## To be done
Pick out each row below that contains the word "instance", and copy those rows in full.

(Stored items from a collection)
----
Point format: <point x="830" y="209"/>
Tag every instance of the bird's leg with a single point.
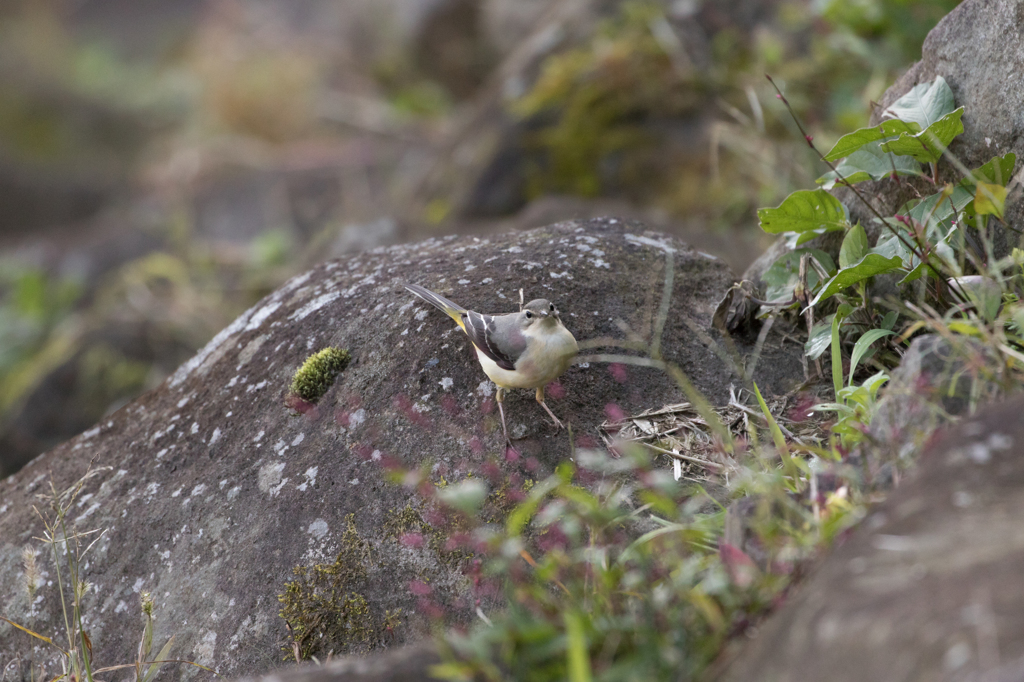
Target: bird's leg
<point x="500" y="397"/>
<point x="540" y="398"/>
----
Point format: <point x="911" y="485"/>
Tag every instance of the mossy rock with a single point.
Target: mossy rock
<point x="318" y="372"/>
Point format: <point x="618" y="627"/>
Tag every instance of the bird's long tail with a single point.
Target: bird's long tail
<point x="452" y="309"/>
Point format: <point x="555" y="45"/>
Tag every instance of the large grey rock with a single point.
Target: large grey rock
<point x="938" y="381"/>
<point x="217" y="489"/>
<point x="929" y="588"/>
----
## Result for this exercise
Tag every instance of the bird's leg with a single point.
Tag every instance of the mossy rock with a single point.
Tag every instance of the bird's long tail with a single point.
Tag every instance of the large grey rock with a single point.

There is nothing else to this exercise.